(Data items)
┄┄┄┄┄┄

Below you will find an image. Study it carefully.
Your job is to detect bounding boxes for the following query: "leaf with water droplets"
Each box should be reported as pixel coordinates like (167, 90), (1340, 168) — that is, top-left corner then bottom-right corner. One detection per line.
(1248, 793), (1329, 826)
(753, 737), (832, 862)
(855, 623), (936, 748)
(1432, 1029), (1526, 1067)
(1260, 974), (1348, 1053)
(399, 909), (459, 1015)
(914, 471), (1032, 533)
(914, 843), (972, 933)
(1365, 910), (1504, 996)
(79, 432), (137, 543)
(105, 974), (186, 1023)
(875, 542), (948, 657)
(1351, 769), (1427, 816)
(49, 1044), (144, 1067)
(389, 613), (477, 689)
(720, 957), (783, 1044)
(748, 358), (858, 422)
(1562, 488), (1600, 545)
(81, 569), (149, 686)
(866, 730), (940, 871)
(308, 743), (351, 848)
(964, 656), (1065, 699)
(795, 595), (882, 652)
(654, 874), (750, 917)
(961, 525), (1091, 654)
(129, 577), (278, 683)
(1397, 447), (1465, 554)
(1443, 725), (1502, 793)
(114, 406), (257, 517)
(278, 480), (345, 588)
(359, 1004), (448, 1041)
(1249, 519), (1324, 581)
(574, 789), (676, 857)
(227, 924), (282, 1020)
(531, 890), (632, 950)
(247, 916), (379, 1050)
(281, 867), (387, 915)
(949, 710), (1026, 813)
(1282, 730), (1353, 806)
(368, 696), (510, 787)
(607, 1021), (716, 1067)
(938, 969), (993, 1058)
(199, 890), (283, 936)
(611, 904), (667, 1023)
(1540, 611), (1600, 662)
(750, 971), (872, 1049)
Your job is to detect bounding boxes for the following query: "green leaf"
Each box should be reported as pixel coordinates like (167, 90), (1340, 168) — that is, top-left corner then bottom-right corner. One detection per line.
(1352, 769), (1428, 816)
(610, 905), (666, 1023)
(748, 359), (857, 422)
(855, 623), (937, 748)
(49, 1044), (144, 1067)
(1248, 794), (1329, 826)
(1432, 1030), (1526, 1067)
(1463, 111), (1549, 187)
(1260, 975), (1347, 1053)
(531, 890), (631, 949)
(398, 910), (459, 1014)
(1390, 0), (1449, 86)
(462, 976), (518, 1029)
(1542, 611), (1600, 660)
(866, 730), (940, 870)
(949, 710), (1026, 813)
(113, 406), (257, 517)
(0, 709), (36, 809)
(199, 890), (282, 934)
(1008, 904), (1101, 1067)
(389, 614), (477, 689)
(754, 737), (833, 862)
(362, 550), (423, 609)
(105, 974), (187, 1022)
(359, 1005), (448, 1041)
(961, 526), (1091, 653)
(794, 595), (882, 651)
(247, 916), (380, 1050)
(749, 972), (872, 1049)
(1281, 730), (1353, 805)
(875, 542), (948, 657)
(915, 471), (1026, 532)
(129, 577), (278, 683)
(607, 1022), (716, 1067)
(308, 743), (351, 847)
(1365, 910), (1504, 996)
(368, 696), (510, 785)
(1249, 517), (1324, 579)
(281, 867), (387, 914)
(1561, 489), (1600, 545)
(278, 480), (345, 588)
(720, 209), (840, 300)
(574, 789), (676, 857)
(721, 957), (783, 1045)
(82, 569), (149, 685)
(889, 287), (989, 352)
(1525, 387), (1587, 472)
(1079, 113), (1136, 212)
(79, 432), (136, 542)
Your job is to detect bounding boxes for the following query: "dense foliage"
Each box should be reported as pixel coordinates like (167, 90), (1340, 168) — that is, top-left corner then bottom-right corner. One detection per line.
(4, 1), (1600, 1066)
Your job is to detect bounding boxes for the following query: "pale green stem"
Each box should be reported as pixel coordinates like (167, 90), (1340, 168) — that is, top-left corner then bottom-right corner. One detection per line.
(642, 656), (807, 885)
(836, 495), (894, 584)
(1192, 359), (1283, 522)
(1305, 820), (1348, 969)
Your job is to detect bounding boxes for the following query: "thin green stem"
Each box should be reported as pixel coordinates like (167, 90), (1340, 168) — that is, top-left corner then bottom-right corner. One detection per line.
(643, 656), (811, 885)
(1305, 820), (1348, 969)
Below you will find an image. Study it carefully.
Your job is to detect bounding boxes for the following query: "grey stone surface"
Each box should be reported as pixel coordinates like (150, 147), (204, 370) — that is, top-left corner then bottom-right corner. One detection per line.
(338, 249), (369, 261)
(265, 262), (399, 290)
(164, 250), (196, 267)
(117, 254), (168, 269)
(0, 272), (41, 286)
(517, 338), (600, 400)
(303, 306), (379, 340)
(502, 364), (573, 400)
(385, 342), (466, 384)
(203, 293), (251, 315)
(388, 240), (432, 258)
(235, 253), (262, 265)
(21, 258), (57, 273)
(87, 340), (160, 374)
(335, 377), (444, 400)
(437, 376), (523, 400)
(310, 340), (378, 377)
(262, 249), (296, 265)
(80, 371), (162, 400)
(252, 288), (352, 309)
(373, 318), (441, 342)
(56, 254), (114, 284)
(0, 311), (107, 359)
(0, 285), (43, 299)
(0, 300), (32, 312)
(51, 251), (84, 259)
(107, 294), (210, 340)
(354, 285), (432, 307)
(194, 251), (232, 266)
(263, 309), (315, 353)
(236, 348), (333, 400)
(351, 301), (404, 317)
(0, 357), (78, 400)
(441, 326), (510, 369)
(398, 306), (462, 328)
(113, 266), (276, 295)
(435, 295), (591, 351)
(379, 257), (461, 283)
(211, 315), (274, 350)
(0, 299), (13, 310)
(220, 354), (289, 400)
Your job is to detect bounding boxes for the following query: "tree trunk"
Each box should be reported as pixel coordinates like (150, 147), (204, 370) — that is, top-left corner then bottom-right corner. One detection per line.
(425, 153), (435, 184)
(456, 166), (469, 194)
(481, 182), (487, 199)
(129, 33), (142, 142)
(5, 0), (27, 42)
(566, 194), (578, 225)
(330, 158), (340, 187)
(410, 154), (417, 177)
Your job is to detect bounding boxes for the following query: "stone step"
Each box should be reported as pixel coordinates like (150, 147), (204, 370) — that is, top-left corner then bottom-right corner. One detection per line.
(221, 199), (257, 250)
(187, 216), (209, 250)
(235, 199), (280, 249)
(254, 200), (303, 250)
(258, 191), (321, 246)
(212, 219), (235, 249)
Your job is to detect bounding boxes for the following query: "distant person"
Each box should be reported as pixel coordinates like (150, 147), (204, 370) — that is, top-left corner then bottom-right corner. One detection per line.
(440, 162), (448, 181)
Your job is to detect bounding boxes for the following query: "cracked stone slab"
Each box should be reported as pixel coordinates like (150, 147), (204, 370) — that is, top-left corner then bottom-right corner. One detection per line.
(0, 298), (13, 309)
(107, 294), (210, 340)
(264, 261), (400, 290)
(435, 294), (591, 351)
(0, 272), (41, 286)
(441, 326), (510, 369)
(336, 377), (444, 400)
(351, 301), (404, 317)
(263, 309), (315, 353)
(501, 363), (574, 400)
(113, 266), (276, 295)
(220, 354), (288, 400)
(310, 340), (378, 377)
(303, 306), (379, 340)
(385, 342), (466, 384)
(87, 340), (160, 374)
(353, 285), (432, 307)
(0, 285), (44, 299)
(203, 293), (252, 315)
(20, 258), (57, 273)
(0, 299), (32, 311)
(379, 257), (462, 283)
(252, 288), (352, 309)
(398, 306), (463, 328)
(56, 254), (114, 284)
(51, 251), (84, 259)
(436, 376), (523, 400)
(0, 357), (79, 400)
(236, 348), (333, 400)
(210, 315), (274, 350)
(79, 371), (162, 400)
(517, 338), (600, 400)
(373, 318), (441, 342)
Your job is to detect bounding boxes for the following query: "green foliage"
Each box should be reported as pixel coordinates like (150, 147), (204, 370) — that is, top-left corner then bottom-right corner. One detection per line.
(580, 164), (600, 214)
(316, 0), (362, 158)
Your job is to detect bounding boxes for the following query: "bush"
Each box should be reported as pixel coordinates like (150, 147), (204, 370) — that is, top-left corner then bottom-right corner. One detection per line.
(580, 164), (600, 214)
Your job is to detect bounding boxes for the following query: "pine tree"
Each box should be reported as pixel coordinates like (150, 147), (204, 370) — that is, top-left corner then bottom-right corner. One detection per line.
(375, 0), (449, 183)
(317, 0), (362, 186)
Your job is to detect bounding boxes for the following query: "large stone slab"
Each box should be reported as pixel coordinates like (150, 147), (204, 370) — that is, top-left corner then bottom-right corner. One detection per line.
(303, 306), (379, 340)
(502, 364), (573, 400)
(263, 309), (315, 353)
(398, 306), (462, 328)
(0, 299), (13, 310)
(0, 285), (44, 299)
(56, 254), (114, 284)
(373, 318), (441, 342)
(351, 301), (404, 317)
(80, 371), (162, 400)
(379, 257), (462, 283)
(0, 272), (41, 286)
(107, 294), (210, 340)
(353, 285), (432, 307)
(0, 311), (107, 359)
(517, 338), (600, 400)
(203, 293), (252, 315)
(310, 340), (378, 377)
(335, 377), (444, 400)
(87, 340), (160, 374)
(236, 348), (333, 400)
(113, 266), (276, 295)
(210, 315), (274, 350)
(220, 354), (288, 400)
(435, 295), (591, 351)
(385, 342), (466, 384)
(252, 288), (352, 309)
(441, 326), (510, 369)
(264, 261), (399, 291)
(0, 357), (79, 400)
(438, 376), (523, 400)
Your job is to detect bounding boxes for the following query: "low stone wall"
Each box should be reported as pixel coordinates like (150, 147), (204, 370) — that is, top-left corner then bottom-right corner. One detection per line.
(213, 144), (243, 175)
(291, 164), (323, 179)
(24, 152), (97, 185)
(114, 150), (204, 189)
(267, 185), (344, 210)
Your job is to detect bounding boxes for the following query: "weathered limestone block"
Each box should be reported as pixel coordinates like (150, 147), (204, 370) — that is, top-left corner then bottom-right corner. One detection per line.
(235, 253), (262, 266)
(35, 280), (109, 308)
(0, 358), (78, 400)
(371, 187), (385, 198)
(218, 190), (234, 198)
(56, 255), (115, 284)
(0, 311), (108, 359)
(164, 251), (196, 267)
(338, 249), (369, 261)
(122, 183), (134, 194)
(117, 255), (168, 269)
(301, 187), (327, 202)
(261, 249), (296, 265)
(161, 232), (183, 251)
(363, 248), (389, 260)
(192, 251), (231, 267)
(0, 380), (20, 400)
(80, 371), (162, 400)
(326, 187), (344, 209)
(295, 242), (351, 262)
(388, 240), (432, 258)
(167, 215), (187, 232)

┄┄┄┄┄┄

[What the task requires] Copy every line from the entries that contains the word "foliage".

[Result]
Your job is to detect bounding boxes for the following query: "dense foliage"
Your job is to detect bounding boxes for the following query: "green foliage"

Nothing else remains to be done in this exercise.